Look over the lines below. Report each one that includes the string "dock".

Segment Start: INFORMATION

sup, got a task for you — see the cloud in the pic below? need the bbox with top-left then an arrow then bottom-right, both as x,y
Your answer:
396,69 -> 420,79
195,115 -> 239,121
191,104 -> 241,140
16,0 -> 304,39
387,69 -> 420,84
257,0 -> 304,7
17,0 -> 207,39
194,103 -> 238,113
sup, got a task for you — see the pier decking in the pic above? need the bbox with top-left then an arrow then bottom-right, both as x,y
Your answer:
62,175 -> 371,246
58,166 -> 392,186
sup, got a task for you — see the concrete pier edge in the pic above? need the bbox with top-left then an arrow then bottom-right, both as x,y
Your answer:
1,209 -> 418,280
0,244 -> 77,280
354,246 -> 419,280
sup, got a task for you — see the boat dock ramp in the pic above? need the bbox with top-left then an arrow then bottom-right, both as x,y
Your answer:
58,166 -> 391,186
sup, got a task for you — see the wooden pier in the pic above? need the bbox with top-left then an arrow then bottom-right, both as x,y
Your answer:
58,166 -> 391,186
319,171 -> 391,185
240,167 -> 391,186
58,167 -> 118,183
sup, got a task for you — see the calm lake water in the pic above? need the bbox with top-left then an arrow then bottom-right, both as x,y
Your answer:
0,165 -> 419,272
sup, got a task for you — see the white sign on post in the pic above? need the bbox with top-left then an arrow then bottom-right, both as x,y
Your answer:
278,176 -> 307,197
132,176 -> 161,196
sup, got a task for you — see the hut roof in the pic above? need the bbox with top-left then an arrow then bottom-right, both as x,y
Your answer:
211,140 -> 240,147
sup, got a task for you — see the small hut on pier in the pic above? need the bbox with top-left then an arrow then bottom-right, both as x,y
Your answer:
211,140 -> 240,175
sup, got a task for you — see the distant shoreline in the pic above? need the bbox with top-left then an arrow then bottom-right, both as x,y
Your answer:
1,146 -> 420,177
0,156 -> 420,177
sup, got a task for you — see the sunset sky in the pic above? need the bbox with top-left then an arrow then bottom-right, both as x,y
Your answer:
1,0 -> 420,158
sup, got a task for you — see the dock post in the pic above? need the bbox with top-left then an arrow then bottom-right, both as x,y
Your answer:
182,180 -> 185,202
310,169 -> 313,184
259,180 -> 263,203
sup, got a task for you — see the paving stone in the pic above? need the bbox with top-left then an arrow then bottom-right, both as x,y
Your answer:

Segment End: INFORMATION

● RESPONSE TO THE TASK
sup, got a task for you — see the boat dock ramp in the pic above? need the bbox with top-left then an arrow then bottom-right, both as x,y
sup, got a task for you — see the dock post in the pic above? need the bbox with top-left then an arrow then bottom-right, both as x,y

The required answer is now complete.